THE PROBLEM: Return exactly the lines of the records below, starting at the line that contains "Target: distant loch" and ending at the line that contains "Target: hanging aerial root", with both of those lines kept.

╭──

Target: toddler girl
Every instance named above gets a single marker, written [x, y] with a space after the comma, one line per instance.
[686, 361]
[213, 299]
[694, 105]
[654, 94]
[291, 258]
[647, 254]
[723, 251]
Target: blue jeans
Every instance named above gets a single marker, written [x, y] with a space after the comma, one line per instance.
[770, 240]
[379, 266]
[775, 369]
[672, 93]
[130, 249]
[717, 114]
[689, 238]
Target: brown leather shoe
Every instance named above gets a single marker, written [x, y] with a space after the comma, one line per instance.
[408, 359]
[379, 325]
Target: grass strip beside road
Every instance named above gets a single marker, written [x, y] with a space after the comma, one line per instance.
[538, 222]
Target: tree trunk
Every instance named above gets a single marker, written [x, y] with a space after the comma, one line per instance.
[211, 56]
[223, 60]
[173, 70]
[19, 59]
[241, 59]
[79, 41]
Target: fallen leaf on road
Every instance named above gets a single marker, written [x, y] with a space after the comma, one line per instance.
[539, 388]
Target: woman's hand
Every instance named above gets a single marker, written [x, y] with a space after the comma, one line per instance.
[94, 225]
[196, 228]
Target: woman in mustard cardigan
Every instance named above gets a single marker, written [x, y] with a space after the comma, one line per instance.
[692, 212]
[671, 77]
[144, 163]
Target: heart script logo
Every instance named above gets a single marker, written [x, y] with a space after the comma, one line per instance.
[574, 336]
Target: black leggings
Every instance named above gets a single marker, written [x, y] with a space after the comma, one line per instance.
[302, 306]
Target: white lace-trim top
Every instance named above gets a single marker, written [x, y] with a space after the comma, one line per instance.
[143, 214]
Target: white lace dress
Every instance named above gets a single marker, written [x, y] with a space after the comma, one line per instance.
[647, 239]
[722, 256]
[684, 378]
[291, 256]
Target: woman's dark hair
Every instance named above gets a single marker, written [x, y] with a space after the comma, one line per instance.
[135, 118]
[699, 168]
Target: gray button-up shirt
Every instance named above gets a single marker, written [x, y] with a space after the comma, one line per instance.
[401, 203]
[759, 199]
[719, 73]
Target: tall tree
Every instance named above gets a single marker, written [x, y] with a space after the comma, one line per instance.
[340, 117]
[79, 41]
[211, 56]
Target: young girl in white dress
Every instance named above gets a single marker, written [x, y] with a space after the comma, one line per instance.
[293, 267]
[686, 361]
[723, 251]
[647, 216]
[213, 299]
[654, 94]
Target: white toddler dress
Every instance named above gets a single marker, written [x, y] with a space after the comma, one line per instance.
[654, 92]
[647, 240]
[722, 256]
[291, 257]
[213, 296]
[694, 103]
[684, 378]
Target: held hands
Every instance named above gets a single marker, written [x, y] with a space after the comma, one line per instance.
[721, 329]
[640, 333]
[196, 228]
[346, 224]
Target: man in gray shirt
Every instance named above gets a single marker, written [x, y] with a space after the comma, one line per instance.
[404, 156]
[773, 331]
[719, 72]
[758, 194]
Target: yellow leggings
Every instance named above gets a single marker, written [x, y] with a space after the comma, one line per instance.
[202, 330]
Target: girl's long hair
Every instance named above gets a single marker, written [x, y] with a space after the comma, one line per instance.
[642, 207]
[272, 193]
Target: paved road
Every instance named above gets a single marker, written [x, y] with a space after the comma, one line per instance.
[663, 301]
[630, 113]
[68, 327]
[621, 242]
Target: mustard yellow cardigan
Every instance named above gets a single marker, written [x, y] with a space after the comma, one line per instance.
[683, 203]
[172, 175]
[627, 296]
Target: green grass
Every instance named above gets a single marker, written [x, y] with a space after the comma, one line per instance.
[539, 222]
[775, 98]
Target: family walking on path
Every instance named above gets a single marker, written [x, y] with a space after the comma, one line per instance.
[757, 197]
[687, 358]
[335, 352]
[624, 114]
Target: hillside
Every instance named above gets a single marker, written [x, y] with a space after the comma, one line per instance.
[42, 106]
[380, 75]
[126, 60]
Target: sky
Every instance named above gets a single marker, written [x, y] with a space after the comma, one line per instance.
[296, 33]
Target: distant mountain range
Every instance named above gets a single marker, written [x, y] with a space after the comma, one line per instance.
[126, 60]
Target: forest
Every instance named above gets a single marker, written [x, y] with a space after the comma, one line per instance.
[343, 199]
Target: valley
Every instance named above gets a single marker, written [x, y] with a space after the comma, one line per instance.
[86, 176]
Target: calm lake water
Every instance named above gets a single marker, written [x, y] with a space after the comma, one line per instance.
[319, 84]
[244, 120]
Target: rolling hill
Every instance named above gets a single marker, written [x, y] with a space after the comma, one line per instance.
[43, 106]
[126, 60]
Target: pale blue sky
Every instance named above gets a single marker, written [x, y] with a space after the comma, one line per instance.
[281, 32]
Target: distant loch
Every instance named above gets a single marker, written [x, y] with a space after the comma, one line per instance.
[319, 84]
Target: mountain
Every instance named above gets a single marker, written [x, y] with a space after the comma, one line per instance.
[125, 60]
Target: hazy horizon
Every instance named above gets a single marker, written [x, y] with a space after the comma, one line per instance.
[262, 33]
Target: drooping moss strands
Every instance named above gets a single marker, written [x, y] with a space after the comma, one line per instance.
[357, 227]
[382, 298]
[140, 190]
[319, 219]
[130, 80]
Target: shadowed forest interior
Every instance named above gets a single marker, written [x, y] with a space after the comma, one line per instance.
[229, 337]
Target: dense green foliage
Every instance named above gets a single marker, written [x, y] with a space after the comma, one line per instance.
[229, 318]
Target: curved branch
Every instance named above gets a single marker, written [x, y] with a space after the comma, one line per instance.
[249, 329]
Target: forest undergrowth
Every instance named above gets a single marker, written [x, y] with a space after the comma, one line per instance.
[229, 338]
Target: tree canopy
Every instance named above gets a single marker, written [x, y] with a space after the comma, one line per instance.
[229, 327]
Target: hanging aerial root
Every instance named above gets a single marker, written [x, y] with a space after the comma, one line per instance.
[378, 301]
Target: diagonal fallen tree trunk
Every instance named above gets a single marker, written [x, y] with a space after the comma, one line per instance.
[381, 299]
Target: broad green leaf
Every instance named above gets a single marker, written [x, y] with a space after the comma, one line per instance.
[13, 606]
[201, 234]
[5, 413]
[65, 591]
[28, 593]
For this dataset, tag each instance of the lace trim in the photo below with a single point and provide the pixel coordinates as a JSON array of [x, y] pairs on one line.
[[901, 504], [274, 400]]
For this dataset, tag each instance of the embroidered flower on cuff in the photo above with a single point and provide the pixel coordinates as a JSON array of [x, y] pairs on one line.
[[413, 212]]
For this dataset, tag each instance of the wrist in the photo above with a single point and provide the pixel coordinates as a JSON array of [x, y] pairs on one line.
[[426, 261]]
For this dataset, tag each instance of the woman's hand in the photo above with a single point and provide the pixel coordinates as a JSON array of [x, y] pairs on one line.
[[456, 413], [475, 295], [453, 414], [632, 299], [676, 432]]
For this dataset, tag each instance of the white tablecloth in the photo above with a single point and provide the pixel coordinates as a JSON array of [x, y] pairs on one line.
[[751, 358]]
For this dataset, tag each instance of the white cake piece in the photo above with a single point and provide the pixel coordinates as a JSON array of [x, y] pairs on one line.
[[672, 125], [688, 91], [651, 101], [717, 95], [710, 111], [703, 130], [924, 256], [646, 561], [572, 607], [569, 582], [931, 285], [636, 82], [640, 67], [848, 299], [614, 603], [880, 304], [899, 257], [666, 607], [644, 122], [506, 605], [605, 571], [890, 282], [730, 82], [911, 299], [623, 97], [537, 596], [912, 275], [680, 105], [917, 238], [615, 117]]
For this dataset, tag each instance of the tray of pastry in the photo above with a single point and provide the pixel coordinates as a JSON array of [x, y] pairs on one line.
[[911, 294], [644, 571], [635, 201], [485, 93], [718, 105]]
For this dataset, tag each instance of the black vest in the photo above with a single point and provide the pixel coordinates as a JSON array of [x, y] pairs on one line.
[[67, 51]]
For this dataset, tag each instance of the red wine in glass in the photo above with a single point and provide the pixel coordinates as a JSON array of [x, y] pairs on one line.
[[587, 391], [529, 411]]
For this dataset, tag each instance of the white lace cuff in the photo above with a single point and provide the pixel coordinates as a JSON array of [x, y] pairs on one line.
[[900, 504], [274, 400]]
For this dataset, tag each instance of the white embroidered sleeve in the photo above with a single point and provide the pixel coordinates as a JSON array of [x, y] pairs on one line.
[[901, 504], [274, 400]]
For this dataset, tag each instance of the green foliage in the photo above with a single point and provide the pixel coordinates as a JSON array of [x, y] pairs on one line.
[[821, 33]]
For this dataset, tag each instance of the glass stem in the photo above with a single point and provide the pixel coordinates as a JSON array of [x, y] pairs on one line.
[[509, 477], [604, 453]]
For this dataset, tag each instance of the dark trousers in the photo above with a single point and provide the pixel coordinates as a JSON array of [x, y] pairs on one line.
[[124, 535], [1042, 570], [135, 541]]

╰──

TASK ANSWER:
Target: distant loch
Every instance named above gets a single marker, written [x, y] with a space after the comma, one line per instance.
[319, 84]
Target: mountain
Every instance named above gets a single marker, written [x, y] with a space after the comma, one line per instance.
[125, 60]
Target: hazy horizon
Every instance named above gets a single marker, written [x, y] with a space after the comma, one line per instance.
[262, 33]
Target: drooping moss strands
Every instance named above gets a single marker, written [x, y] with a space after the comma, one line per instance.
[357, 227]
[382, 298]
[140, 190]
[319, 219]
[130, 80]
Target: shadowed forest interior
Every instance named above gets a single marker, written [x, y] with a space after the comma, one line per instance.
[229, 337]
Target: dense green foliage
Every instance named above gets a single marker, written [x, y] with a space after the comma, one line per instance.
[229, 318]
Target: curved branch
Every instance named above gets a single marker, written [x, y] with a space after the comma, one line per instance.
[249, 329]
Target: forest undergrowth
Every instance named above gets a single marker, written [x, y] with a space after the comma, one line per instance.
[229, 338]
Target: tree canopy
Every instance named above gets a single marker, written [x, y] with a space after the comma, one line per instance.
[229, 327]
Target: hanging aerial root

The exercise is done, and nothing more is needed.